## TASK BRIEF
Tally the lines in the data below where the word "blurred" appears, and give the tally alone.

## ENTRIES PROVIDED
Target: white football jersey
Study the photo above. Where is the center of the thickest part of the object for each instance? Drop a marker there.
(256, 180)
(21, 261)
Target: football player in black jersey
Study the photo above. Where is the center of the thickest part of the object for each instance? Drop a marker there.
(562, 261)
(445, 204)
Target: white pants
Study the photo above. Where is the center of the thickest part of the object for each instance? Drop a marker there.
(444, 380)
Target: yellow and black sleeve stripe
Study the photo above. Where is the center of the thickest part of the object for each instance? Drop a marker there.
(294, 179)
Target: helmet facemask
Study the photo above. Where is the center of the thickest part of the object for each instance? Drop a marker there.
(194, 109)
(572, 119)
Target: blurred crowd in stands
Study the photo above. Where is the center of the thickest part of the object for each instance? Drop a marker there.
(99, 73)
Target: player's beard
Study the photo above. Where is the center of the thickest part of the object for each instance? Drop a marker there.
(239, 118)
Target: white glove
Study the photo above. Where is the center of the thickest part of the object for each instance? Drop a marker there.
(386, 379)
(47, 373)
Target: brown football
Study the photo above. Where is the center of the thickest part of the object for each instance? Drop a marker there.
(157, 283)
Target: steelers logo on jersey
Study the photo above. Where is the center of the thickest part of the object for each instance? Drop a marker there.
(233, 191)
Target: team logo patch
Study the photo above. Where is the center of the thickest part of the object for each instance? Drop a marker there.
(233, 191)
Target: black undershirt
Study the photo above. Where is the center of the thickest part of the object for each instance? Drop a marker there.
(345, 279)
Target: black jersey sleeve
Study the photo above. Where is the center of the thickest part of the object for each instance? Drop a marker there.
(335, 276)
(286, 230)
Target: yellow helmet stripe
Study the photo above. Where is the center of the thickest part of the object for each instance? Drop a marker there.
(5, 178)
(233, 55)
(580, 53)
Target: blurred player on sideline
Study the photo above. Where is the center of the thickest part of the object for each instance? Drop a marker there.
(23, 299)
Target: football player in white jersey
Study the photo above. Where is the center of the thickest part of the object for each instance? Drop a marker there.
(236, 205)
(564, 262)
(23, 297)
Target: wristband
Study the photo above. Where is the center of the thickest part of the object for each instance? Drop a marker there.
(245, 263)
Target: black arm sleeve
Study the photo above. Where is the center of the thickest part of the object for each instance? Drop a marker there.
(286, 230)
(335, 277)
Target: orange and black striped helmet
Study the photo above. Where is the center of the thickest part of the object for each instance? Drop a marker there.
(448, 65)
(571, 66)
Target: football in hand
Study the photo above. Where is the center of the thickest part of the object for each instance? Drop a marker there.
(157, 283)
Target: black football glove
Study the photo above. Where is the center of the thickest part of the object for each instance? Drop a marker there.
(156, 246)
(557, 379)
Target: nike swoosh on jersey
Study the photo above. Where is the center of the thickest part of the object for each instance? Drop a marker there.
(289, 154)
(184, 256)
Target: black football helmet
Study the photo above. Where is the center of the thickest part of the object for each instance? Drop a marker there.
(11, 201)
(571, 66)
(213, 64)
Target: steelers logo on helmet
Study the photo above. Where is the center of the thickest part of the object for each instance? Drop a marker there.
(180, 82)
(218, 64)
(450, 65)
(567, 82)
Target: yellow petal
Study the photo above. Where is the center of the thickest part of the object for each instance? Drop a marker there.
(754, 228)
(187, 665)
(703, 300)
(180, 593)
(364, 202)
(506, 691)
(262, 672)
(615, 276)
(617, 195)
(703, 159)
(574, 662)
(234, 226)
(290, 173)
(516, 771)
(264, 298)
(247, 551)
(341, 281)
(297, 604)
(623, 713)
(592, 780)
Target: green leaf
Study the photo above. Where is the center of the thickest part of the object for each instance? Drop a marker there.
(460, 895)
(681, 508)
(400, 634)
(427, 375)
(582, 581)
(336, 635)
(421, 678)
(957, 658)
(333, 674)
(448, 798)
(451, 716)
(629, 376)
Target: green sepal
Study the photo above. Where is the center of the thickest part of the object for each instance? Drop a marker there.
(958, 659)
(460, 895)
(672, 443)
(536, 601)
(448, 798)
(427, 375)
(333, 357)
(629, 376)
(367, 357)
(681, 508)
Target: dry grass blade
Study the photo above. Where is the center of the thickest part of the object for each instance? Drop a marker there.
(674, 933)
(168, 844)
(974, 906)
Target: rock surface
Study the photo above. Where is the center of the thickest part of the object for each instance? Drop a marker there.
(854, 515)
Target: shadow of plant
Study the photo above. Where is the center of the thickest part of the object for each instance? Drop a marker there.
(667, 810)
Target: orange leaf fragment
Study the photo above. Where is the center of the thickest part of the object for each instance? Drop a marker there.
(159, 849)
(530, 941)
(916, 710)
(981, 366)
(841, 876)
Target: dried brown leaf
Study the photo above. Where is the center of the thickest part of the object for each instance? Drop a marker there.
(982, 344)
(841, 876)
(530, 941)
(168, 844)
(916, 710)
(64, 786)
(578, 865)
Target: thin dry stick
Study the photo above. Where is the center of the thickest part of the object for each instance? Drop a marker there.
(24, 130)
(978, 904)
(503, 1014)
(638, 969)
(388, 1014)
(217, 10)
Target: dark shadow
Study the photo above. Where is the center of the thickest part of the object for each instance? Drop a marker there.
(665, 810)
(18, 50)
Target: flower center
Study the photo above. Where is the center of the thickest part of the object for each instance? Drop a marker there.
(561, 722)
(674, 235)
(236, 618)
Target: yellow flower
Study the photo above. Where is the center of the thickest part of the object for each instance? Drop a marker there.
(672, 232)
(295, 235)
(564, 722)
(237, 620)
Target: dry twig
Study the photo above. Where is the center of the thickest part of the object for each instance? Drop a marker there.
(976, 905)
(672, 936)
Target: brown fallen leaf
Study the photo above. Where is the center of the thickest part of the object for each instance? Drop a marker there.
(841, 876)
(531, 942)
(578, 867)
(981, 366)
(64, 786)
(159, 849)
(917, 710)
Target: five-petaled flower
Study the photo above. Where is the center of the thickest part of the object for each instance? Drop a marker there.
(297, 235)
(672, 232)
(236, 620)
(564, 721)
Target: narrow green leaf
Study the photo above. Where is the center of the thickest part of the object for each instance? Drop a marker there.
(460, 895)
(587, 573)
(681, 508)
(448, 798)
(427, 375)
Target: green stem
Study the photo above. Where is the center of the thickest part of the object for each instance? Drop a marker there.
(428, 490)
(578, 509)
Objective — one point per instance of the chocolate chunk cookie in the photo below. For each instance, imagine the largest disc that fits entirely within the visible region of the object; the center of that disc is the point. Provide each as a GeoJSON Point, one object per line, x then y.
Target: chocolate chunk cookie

## RESULT OF THIS EXERCISE
2